_Input for this task_
§

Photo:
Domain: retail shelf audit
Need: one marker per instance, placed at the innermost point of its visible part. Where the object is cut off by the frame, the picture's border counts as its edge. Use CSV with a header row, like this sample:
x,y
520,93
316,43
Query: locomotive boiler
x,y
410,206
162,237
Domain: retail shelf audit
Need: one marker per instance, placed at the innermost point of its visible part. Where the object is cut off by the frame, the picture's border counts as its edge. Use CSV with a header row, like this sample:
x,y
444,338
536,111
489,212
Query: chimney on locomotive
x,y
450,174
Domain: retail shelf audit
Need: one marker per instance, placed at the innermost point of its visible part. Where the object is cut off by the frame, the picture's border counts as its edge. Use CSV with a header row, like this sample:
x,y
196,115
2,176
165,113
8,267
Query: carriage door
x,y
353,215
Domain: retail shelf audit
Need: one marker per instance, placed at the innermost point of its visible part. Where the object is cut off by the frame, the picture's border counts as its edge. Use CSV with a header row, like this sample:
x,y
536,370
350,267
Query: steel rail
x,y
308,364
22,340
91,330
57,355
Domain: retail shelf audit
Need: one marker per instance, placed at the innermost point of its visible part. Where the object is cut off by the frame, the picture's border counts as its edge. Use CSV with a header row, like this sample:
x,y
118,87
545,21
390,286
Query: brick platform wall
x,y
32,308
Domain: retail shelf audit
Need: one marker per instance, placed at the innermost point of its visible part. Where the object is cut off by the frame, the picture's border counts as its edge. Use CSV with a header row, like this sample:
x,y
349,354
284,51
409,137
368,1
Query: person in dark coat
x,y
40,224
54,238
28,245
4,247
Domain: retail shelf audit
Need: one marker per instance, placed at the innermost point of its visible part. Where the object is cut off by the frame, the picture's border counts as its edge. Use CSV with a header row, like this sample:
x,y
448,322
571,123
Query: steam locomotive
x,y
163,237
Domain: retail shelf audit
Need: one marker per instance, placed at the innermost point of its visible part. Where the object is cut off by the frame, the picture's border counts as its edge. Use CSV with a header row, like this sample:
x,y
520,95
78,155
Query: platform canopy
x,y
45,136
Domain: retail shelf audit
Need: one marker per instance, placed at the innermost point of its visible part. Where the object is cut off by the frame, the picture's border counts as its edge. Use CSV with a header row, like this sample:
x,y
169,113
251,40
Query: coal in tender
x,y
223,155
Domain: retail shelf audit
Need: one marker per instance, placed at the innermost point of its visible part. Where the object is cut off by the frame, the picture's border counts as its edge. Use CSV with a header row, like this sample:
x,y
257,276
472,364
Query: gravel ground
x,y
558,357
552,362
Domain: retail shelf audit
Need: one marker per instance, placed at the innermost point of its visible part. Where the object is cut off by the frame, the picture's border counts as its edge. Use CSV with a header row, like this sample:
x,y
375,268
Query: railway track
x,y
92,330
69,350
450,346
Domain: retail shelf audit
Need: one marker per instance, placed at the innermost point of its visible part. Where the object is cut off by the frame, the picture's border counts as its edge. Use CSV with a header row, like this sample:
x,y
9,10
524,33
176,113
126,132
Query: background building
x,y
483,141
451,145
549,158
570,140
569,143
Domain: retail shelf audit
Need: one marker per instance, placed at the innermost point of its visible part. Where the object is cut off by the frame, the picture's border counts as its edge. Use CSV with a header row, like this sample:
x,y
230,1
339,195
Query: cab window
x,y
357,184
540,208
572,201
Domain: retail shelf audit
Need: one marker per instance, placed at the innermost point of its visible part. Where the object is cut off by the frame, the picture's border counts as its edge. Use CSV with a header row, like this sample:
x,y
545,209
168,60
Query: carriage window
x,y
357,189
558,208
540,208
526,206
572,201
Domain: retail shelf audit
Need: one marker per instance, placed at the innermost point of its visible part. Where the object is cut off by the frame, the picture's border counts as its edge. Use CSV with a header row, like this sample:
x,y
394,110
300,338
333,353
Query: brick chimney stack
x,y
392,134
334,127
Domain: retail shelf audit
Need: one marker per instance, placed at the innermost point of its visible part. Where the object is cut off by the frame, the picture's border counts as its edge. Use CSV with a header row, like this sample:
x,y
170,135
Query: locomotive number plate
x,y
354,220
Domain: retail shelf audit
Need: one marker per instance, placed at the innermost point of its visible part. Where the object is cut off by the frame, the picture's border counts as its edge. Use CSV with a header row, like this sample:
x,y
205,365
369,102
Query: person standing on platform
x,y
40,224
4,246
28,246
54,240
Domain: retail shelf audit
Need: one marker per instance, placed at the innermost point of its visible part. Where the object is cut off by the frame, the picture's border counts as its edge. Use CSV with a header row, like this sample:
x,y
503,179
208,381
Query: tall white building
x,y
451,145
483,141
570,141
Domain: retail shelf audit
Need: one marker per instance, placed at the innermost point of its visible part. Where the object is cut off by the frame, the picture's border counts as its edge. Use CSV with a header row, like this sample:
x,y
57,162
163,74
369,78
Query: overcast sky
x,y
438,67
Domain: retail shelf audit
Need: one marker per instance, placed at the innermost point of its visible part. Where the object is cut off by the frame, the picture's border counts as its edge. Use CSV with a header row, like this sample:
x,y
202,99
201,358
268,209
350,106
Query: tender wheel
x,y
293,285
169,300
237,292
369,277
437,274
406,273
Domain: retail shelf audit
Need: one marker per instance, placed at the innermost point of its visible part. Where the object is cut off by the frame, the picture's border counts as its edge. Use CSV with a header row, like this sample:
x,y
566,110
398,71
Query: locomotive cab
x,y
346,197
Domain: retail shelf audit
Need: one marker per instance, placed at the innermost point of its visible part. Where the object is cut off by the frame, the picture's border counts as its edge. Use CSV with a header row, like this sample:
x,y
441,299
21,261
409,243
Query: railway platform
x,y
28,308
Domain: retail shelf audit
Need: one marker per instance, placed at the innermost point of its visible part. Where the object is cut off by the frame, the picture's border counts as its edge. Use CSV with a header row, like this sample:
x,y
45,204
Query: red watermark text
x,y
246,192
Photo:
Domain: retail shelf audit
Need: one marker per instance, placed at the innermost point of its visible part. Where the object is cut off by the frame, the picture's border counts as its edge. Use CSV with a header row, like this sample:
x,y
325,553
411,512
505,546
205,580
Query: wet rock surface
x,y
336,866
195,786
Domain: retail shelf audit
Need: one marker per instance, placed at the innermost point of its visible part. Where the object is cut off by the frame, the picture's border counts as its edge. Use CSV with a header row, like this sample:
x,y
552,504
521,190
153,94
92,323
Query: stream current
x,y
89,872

§

_Directions for this task_
Every entry in the listing must be retyped exactly.

_Output of the task_
Photo:
Domain: retail shelf audit
Need: one marker per instance, placed at the innermost point of its visible part. Where the object is cut off by the frame, the picture's border counts as its edge. Use CSV with a header row, like this sample:
x,y
520,93
316,43
Query: locomotive boiler
x,y
410,206
162,237
Domain: retail shelf audit
Need: one marker per instance, placed at the innermost point of its visible part. Where the object is cut off by the frame, the picture's border counts as its edge. Use CSV with a header row, like this sample:
x,y
444,338
536,111
489,212
Query: chimney on locomotive
x,y
450,174
Domain: retail shelf audit
Need: one marker per instance, placed at the innermost point of its visible part. Where the object is cut off by the frame, the picture's border counts as its edge. Use CSV with a header row, like this sample:
x,y
196,115
2,176
165,113
8,267
Query: carriage door
x,y
353,215
Domain: retail shelf audit
Need: one marker per instance, placed at the innermost point of its visible part. Where the object is cut off by the frame, the picture's border counts as its edge. Use CSV with a header row, like this sample:
x,y
536,370
350,267
Query: steel rail
x,y
308,364
22,340
91,330
57,355
Domain: retail shelf audit
Need: one marker per instance, placed at the innermost point of its visible part. Where the object is cut off by the frame, the picture's border counts as its edge. Use CSV with a header row, like this sample:
x,y
118,87
545,21
390,286
Query: brick platform wall
x,y
32,308
Domain: retail shelf audit
Need: one marker per instance, placed at the innermost point of its visible part. Where the object is cut off by the frame, the picture's border counts as its edge. Use CSV with a header row, like this sample:
x,y
349,354
284,51
409,137
368,1
Query: person in dark coat
x,y
40,224
54,238
28,245
4,247
Domain: retail shelf audit
Need: one marker per instance, placed at the innermost point of its visible part. Where the object is cut off by the frame, the picture's border counts as its edge. Use CSV with a header row, like this sample:
x,y
448,322
571,123
Query: steam locomotive
x,y
163,237
Domain: retail shelf audit
Need: one marker per instance, placed at the innermost point of its visible part. Where the object is cut off by the frame, the picture's border counts as its edge. Use CSV with a header row, like this sample:
x,y
520,95
78,155
Query: platform canopy
x,y
45,136
Domain: retail shelf audit
Need: one marker per instance, placed at the innermost point of its visible part. Where the object is cut off by the frame, the picture's border counts as its edge. Use CSV with a header row, like this sample:
x,y
169,113
251,40
Query: coal in tender
x,y
223,155
Domain: retail shelf audit
Need: one marker per instance, placed at the innermost point of its visible part. Where the object is cut off by the frame, the picture's border counts as its edge. Use CSV with a header row, like this sample:
x,y
257,276
472,364
Query: gravel ground
x,y
558,357
552,362
Domain: retail shelf audit
Need: one marker per instance, placed at the innermost point of its visible part. Where the object is cut off by the frame, the picture's border counts as its edge. Use CSV with a header row, like this sample:
x,y
375,268
Query: railway track
x,y
92,330
69,350
450,346
Domain: retail shelf audit
Need: one marker per instance, placed at the innermost point of its visible part. Where the object is cut off by the frame, the picture's border counts as its edge. Use CSV with a header row, like this sample:
x,y
9,10
524,33
176,113
126,132
Query: background building
x,y
483,141
451,145
549,158
570,140
569,143
Domain: retail shelf audit
Need: one marker per instance, placed at the innermost point of its visible part. Where the object is cut off by the frame, the picture's border counts as its edge. Use CSV with a header row, like this sample:
x,y
230,1
339,195
Query: cab window
x,y
357,184
540,208
572,201
Domain: retail shelf audit
Need: one marker per instance, placed at the innermost point of its visible part. Where the object is cut off by the frame, the picture's border counts as its edge. Use CSV with a header row, like this sample:
x,y
545,209
168,60
Query: carriage window
x,y
357,189
558,208
540,208
526,206
572,201
Domain: retail shelf audit
Need: one marker per instance, placed at the innermost point of its visible part. Where the object is cut off by the frame, the picture's border counts as its edge. Use CSV with a header row, like this sample:
x,y
394,110
300,338
333,353
Query: brick chimney stack
x,y
392,134
334,127
Domain: retail shelf audit
Need: one marker per instance, placed at the innermost point of its visible part. Where the object is cut off by the frame, the picture's border counts as its edge. Use CSV with a header row, like this sample:
x,y
170,135
Query: locomotive number plate
x,y
354,220
Domain: retail shelf audit
Need: one marker per instance, placed at the innermost point of its visible part. Where the object is cut off by the frame, the picture's border counts as its edge. Use CSV with a header row, like this sample:
x,y
205,365
369,102
Query: person standing on platform
x,y
40,224
4,246
28,246
54,240
Domain: retail shelf audit
Need: one marker per instance, placed at the innermost point of its visible part. Where the object is cut off by the frame, the picture's border counts as its edge. Use CSV with a header row, like this sample:
x,y
503,179
208,381
Query: tall white building
x,y
451,145
483,141
570,141
Domain: retail shelf audit
Need: one marker per instance, placed at the innermost point of its visible part. Where the object is cut off by the frame, the picture's border counts as its edge. Use CSV with a header row, like this sample:
x,y
57,162
163,74
369,78
Query: overcast sky
x,y
438,67
Domain: retail shelf audit
Need: one marker per instance, placed at the innermost point of its visible part. Where the object is cut off by the frame, the picture's border counts as its edge. Use CSV with a header row, like this sample:
x,y
202,99
201,358
268,209
350,106
Query: tender wheel
x,y
293,285
169,300
237,292
369,277
437,274
406,273
Domain: retail shelf audit
Need: one marker per instance, placed at the innermost point of its visible part. Where the object is cut off by the frame, the picture's border counts as its edge. Use CSV with a header row, like this sample:
x,y
566,110
398,71
Query: locomotive cab
x,y
346,197
Domain: retail shelf audit
Need: one marker per instance, placed at the innermost point of its visible part. Where the object is cut off by the frame, the picture's border counts as its edge. Use CSV with a header row, like this sample:
x,y
441,299
21,261
409,243
Query: railway platform
x,y
28,308
Domain: retail shelf audit
Need: one marker per instance, placed at the innermost point of its visible part. Where the object is cut off by the frame, the picture's border counts as its edge. Use CSV with a header row, like this sample:
x,y
45,204
Query: red watermark text
x,y
246,192
Photo:
Domain: retail shelf audit
Need: one marker per instance, placed at the innermost point of its visible part. Where the object is cut off by the frame, the picture's border counts as its edge. Use CSV with a header row, like this sample:
x,y
325,553
411,512
505,546
205,580
Query: wet rock surface
x,y
336,866
195,786
Domain: retail shelf audit
Need: one marker per instance, placed at the innermost point of its visible part. Where the object is cut off by the frame, the picture's border counts as its edge. Use CSV with a header row, like this sample:
x,y
552,504
521,190
153,94
92,323
Query: stream current
x,y
89,872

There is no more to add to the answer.